→ **DATASET ENTRIES**:
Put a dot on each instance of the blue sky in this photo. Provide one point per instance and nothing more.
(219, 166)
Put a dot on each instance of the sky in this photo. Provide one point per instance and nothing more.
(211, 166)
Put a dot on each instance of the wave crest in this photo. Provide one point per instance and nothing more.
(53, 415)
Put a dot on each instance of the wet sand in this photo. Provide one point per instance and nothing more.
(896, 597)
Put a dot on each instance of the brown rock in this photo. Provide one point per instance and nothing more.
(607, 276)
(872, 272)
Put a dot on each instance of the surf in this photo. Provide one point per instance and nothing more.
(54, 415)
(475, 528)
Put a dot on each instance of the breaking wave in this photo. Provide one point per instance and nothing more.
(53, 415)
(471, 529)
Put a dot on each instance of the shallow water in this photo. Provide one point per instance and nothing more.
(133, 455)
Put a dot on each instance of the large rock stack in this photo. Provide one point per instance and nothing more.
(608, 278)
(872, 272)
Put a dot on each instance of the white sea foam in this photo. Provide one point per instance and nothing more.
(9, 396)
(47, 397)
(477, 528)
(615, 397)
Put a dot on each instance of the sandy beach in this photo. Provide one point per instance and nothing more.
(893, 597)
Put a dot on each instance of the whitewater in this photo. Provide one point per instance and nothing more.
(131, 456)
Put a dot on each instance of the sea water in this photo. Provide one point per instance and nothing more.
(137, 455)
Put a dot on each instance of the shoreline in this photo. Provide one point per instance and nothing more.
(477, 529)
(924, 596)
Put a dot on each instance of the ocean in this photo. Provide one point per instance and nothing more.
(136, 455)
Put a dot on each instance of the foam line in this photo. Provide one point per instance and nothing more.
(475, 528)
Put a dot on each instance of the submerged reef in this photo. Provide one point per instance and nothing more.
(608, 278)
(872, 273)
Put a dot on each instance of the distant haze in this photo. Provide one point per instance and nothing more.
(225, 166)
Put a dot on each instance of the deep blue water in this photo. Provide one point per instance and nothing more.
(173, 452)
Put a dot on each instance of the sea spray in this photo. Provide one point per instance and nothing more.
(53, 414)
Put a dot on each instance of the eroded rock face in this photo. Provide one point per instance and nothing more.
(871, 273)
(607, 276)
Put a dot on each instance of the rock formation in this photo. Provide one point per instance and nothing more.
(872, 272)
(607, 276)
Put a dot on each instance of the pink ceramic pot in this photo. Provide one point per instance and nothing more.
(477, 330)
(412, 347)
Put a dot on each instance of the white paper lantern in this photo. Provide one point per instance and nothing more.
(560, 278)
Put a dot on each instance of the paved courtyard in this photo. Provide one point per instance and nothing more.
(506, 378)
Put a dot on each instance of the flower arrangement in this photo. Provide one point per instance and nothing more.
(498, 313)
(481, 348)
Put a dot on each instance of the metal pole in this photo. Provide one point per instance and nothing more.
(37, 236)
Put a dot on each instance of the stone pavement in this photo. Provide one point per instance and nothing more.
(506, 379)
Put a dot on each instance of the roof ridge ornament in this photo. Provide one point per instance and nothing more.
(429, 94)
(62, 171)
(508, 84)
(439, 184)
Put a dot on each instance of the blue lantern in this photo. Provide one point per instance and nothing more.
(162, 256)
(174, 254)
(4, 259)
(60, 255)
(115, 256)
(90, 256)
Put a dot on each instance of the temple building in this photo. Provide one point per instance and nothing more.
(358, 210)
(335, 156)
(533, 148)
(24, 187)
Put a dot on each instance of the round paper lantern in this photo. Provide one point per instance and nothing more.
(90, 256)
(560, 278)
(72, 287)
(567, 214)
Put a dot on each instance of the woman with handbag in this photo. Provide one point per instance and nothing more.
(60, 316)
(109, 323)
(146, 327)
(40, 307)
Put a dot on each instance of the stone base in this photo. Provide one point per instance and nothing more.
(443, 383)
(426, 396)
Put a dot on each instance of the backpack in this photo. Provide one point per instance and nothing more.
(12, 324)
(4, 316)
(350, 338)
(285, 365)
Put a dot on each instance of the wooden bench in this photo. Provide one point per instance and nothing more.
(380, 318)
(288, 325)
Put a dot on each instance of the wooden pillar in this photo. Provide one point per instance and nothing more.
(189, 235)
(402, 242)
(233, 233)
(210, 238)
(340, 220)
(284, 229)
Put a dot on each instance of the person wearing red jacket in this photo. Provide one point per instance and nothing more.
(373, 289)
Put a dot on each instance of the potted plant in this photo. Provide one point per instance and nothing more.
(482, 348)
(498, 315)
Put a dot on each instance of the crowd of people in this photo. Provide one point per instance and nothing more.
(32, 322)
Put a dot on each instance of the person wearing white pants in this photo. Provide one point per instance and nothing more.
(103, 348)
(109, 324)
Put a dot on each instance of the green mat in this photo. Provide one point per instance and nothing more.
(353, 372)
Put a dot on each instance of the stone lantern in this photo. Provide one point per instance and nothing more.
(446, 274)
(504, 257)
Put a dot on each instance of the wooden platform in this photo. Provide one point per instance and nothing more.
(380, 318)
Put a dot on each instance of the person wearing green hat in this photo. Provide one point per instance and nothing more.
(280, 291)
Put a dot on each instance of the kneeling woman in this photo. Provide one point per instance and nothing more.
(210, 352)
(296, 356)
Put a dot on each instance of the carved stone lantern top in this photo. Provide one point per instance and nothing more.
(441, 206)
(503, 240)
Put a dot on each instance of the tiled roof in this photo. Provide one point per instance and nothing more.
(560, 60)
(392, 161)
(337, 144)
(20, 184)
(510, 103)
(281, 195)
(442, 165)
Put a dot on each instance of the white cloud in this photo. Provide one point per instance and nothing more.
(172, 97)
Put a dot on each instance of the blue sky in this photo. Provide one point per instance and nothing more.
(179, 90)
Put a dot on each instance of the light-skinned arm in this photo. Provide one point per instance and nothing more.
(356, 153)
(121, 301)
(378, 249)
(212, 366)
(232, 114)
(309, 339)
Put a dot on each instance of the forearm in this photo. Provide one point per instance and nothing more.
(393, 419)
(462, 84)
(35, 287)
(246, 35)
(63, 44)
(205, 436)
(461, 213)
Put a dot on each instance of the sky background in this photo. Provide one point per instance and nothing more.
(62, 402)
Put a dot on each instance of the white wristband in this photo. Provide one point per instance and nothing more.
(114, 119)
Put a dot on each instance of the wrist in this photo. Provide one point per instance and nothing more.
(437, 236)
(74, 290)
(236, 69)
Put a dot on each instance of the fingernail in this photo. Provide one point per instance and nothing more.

→ **WHAT THE TASK REQUIRES**: Give the full listing above again, exactly as it was presented.

→ **REPLY**:
Put a dot on each instance of the blue sky in this photo. Provide one point per instance and nothing more.
(219, 166)
Put a dot on each instance of the sky in this photo. Provide one point per instance and nothing more.
(211, 166)
Put a dot on each instance of the wave crest in this photo. Provide one point per instance and nothing more.
(53, 415)
Put a dot on each instance of the wet sand in this photo. Provide one point per instance and nothing more.
(896, 597)
Put a dot on each instance of the brown rock in this photo. Provide one point per instance and nothing more.
(607, 276)
(872, 272)
Put a dot on each instance of the surf in this photo. Provide one point per instance and nothing more.
(54, 415)
(475, 528)
Put a dot on each instance of the breaking wave in this photo. Provide one point per instance and nothing more.
(53, 415)
(471, 529)
Put a dot on each instance of the shallow water in this photo. Provide one point per instance and nothing more.
(133, 455)
Put a dot on each instance of the large rock stack in this photo. Provide one point per instance and nothing more.
(608, 278)
(872, 272)
Put a dot on each instance of the white sea foam in this photo. Provide one point per instance and nothing more.
(9, 396)
(47, 397)
(477, 528)
(615, 397)
Put a dot on each instance of the sandy beach in this photo. Provide one point per instance and nothing more.
(893, 597)
Put a dot on each instance of the whitewater in this photo. Provide one point per instance and nothing more.
(131, 456)
Put a dot on each instance of the sea water in this photo. Provide one point per instance and nothing more.
(137, 455)
Put a dot on each instance of the shoreline in this photo. Provide one point per instance and nothing more.
(477, 529)
(924, 596)
Put a dot on each instance of the ocean in this photo. Provide one point per instance and nothing more.
(136, 455)
Put a dot on each instance of the foam line in this photo. Provide one point per instance and nothing more.
(475, 528)
Put a dot on each instance of the submerged reef in this photo. Provide one point per instance and nothing more.
(608, 278)
(872, 273)
Put a dot on each instance of the distant haze in this photo. Provide one point per instance and nothing more.
(225, 166)
Put a dot on each instance of the deep blue water in this photo. Provide one point per instance and nothing more.
(173, 452)
Put a dot on each instance of the sea spray in this photo. Provide one point per instance and nothing more.
(53, 414)
Put a dot on each instance of the eroded rock face in this photo. Provide one point per instance and nothing more.
(871, 273)
(607, 276)
Put a dot on each instance of the rock formation in this photo. Provide one point per instance and nothing more.
(872, 272)
(607, 276)
Put a dot on each instance of the pink ceramic pot in this photo. Provide one point per instance and nothing more.
(477, 330)
(412, 347)
Put a dot on each instance of the white paper lantern in this photo. Provide one point per instance and nothing more.
(560, 278)
Put a dot on each instance of the paved courtyard in this photo. Provide one point per instance and nothing more.
(506, 378)
Put a dot on each instance of the flower arrangement in this photo. Provide one point per instance and nothing more.
(498, 313)
(481, 348)
Put a dot on each instance of the metal pole in this photo. Provide one point per instance and nothing more.
(37, 236)
Put a dot on each instance of the stone pavement in this photo. Provide one point per instance and nothing more.
(506, 379)
Put a dot on each instance of the roof ridge ornament in this photo. Provide one point per instance and nothing more.
(429, 94)
(62, 171)
(508, 84)
(439, 184)
Put a dot on each instance of the blue lantern in this photo. Provide one point per instance and nothing more.
(162, 256)
(174, 254)
(4, 259)
(60, 255)
(115, 256)
(90, 256)
Put a dot on each instance of the temple building in this photo. Provide one point per instance and nothing more.
(358, 210)
(335, 156)
(533, 148)
(24, 187)
Put a dot on each instance of the round paper lantern in this photo. Provide one point per instance and nothing more.
(90, 256)
(560, 278)
(72, 287)
(567, 214)
Put a dot on each instance of the woman with handbag in this photo. Provide one point per instance and nothing more.
(60, 316)
(109, 323)
(146, 327)
(40, 307)
Put a dot on each instance of the stone base in this photo. Provide one point per instance and nothing more.
(443, 383)
(426, 396)
Put a dot on each instance of the backpack in this photo. Provide one point per instance and nothing more.
(12, 324)
(4, 316)
(350, 338)
(285, 365)
Put a dot on each instance of the wooden bench in this photo. Provide one point per instance and nothing more.
(380, 318)
(288, 325)
Put a dot on each instance of the wooden pillar in this photo. Provide one point per instance and nothing more.
(189, 235)
(402, 242)
(233, 233)
(210, 238)
(340, 220)
(284, 229)
Put a dot on each instance of the person wearing red jacket in this photo. Provide one point per instance and nothing more.
(373, 289)
Put a dot on each instance of the potted plant in this photo. Provide one point per instance and nothing more.
(482, 348)
(498, 315)
Put a dot on each instance of the crowd of people in this photo. Provide one point per instance and nothing more.
(32, 322)
Put a dot on each instance of the person wearing white pants in this photo. Provide one point per instance and nothing more.
(103, 348)
(109, 324)
Put a dot on each instance of the green mat in this photo. Provide one point per instance and nothing more.
(353, 372)
Put a dot on each instance of the stone lantern in this photo. Provide one point per instance and nothing more.
(446, 274)
(504, 257)
Put a dot on each instance of the wooden platform in this photo. Provide one point per instance and nothing more.
(380, 318)
Put a dot on each instance of the person wearing green hat in this photo. Provide one point per instance and nothing more.
(280, 291)
Put a dot on each instance of the kneeling woman in this photo. Provide one point per instance and nothing more.
(210, 352)
(296, 356)
Put a dot on each instance of the carved stone lantern top in this photo. Provide one point per instance and nothing more.
(441, 206)
(503, 240)
Put a dot on each instance of the tiled roof in this photo. Provide one point per instance and nothing more.
(560, 60)
(392, 161)
(337, 144)
(20, 184)
(510, 103)
(281, 195)
(442, 165)
Put a dot on each instance of the white cloud in this photo. Provide one point per instance and nothing more.
(172, 97)
Put a dot on each instance of the blue sky in this photo. Provide one point per instance and nothing more.
(179, 90)
Put a dot on each instance of the light-skinned arm in this photo. Provide one point per instance and nothing more.
(356, 153)
(121, 301)
(378, 249)
(212, 366)
(232, 114)
(309, 339)
Put a dot on each instance of the forearm in this photo. Provide one point per instance and nothing more.
(393, 419)
(462, 84)
(35, 287)
(246, 35)
(63, 44)
(205, 436)
(461, 213)
Put a dot on each instance of the sky background in this photo. Provide one point per instance and nothing more.
(62, 402)
Put a dot on each instance of the white wristband in this photo. Provide one point per instance and nothing more.
(114, 119)
Put a dot on each instance of the wrist in this photo. Provide one point per instance and nothing more.
(437, 236)
(74, 290)
(236, 69)
Put a dot on each instance of the fingernail in this photo. Provide one point per instance and nothing more.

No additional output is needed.